◆ Text passage
29 November 2021

Enjoying this presentation

seanvdm.co.za/presentation

Please open the presentation on your own computer (type link above) to enjoy the following benefits:

  • Exploring the data yourself

  • Interacting with the graphs yourself

  • Moving at your own pace (press o for overview)

  • Maximum quality

    • Try f or F11 for full screen
    • Press w at any time to change to wide screen mode and back
    • Ctrl + Mouse Wheel to zoom

The presentation and source code will be available for download on my website at seanvdm.co.za/files/workshops/mdag2021

Introduction

Abstract

Latent variable models are useful when you have excess observed variables whose values are well explained by a smaller number of underlying, but unobserved, variables. The goal is to simplify the multivariate structure, often to the point where it can be more easily visualised. These models have some similarities to Factor Analysis and Principal Components Analysis, but are parametric models. This presentation discusses an implementation of these models, along with various expansions to handle issues typical of observed data. Expansions discussed include Likert style responses, robust fits, missing value imputation, and possible future directions.

A lot of introductory and supplementary topics are also discussed.

Illustration

Despair

  • Have you faced non-Gaussian data structures (zero inflation / censoring / extremes etc.) with weird dependence relationships (non-linear mixed effects say)?
  • Maybe data on a scale, such as a Likert scale?
  • Do you maybe have multiple response variables? Perhaps too many and a need for dimension reduction?

◆ Source data
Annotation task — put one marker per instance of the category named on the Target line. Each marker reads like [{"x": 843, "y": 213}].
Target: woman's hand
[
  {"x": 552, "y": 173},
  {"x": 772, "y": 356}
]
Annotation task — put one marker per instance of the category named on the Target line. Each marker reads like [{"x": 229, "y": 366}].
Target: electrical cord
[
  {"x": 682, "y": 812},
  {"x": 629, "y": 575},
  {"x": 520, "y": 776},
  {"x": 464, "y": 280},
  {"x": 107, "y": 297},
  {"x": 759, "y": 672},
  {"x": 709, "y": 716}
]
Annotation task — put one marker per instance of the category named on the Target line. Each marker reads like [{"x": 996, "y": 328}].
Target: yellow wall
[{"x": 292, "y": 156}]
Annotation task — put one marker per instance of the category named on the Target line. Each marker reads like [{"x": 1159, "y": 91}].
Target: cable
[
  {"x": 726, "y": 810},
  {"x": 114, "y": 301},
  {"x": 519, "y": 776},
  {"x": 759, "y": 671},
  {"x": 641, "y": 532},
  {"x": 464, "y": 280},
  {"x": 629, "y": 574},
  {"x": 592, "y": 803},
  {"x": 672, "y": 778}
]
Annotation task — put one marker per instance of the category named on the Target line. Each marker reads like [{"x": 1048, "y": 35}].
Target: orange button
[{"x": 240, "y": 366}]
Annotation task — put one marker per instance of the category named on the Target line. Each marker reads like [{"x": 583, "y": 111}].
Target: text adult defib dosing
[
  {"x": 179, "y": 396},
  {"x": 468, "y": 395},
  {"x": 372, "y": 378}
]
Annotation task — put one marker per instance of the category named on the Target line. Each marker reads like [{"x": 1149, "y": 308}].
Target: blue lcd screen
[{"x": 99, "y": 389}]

◆ Required actions
A) How many lines of the records contain the string "instance", counting only matches with the same case? Reply with the number alone.
B) Can you extend the presentation on latent variable models past its last line?

◆ Results of the exercise
A) 7

B)
  • Have you ever looked at the spread of missing values and wanted to cry in despair?
  • What would you do if you encountered ALL of these AT THE SAME TIME?

No need for despair, I’ll show you that you can actually analyse such data in a single unified joint model and answer all the desired statistical questions in a sensible way.

Why Stan?

If all the nuts you ever have to tighten are the same one or two sizes then you buy the best spanners in those sizes. You don’t use a monkey wrench that needs to be set each time. But if you’re encountering different sizes of nuts, fittings, and other objects that need tightening then you get a monkey wrench. In statistical modelling, Stan is the monkey wrench.

According to https://mc-Stan.org/: “Stan is a state-of-the-art platform for statistical modelling and high-performance statistical computation.”

You type out your model in Stan language and then Stan does all the work, including: simulating the whole posterior distribution, simulating the approximate posterior, and/or Maximum Likelihood.

Advantages of Stan

  • It compiles your model into C++ code, so it is very fast
  • Latest simulation methods (HMC+NUTS)
  • Can do usual Bayes, Variational Bayes or Maximum Likelihood as you like - You do not change your model, just one line of code
  • Most importantly, if you want to change your model then you change only the part of the model that needs changing. No changing software, no installing new packages, no changing notation for a different ‘PROC’, etc.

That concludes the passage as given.